# Bride Kidnapping In Kyrgyzstan



## 1QTPie (Jul 23, 2018)

This video keeps popping up on my feed. 

In Kyrgyzstan, men kidnap women and take them as their bride.  It's a tolerated practice.  It doesn't matter if the men are strangers, the women almost have no choice.

I mean, this centuries of nonsense and tomfoolery.  They're lucky that women aren't more murderous.


----------



## abioni (Jul 23, 2018)

Crazy ish!
I hate how women in every culture enable men. Without older women supporting this, the tradition probably won't have lasted.
Some friend her best friend is.


----------



## Coilystep (Jul 23, 2018)

Very disturbing


----------



## ItsMeLilLucky (Jul 23, 2018)

What the what...


----------



## ItsMeLilLucky (Jul 23, 2018)

So you trying to tell me that forcibly taking a woman against her will to marry someone who she might not even know is comparable with gay marriage?

Smashing.


----------



## intellectualuva (Jul 24, 2018)

This is awful. That best friend looked sad. I wonder what's the penalty for not helping your friend get kidnapped.


----------



## 1QTPie (Jul 24, 2018)

The crazy thing is that it's not even legal but no on is doing anything to stop it.


----------



## GinnyP (Jul 24, 2018)

Wait! Dead goat


----------



## Crackers Phinn (Jul 24, 2018)

GinnyP said:


> Wait! Dead goat


Men are gross.


----------



## 1QTPie (Jul 25, 2018)

abioni said:


> Crazy ish!
> I hate how women in every culture enable men. Without older women supporting this, the tradition probably won't have lasted.
> Some friend her best friend is.




The older women probably feel like, "well I did it, I survived."   It's a shame. This is disgusting and needs to end.


----------



## LdyKamz (Jul 28, 2018)

I didn't watch the entire thing but in the first part of the video the man says that the woman has been his friend for a long time, she knows she is going to be his wife so why are they kidnapping her? Then the other couple where the man went to her and asked should I come to you with my family or should I kidnap you and then he came back and kidnapped her? I don't even understand what the tradition actually is. Is it just the kidnapping part whether you know the woman or not?


----------



## Crackers Phinn (Jul 28, 2018)

LdyKamz said:


> I didn't watch the entire thing but in the first part of the video the man says that the woman has been his friend for a long time, s*he knows she is going to be his wife so why are they kidnapping her*? Then the other couple where the man went to her and asked should I come to you with my family or should I kidnap you and then he came back and kidnapped her? I don't even understand what the tradition actually is. Is it just the kidnapping part whether you know the woman or not?


The kidnapping is to reinforce that even if the woman wants to get married, she really has no say.

++++

- REQUEST
Can you extract, word for word, the part of the bride kidnapping thread that starts at "## Crackers Phinn (Jul 28, 2018)" and stops after "has no say."?

[Excerpts of annotation records]
++++

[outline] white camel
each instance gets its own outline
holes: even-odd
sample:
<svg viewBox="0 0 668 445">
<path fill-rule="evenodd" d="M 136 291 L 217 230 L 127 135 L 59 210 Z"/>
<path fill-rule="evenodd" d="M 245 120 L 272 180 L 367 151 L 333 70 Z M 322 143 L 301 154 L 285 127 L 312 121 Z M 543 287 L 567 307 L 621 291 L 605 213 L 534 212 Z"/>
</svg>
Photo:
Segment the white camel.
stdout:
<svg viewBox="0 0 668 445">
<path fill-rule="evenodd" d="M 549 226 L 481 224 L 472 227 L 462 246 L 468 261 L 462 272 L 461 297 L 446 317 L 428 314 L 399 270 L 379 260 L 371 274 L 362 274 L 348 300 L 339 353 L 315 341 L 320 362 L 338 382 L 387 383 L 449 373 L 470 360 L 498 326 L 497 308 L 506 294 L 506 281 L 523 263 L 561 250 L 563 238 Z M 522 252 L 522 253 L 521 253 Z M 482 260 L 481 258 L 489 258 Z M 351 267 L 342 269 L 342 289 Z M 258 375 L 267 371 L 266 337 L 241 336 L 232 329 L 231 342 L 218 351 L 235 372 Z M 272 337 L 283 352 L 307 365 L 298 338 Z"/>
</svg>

++++

- SOLUTION BELOW
## Crackers Phinn (Jul 28, 2018)

LdyKamz said:


> I didn't watch the entire thing but in the first part of the video the man says that the woman has been his friend for a long time, s*he knows she is going to be his wife so why are they kidnapping her*? Then the other couple where the man went to her and asked should I come to you with my family or should I kidnap you and then he came back and kidnapped her? I don't even understand what the tradition actually is. Is it just the kidnapping part whether you know the woman or not?


The kidnapping is to reinforce that even if the woman wants to get married, she really has no say.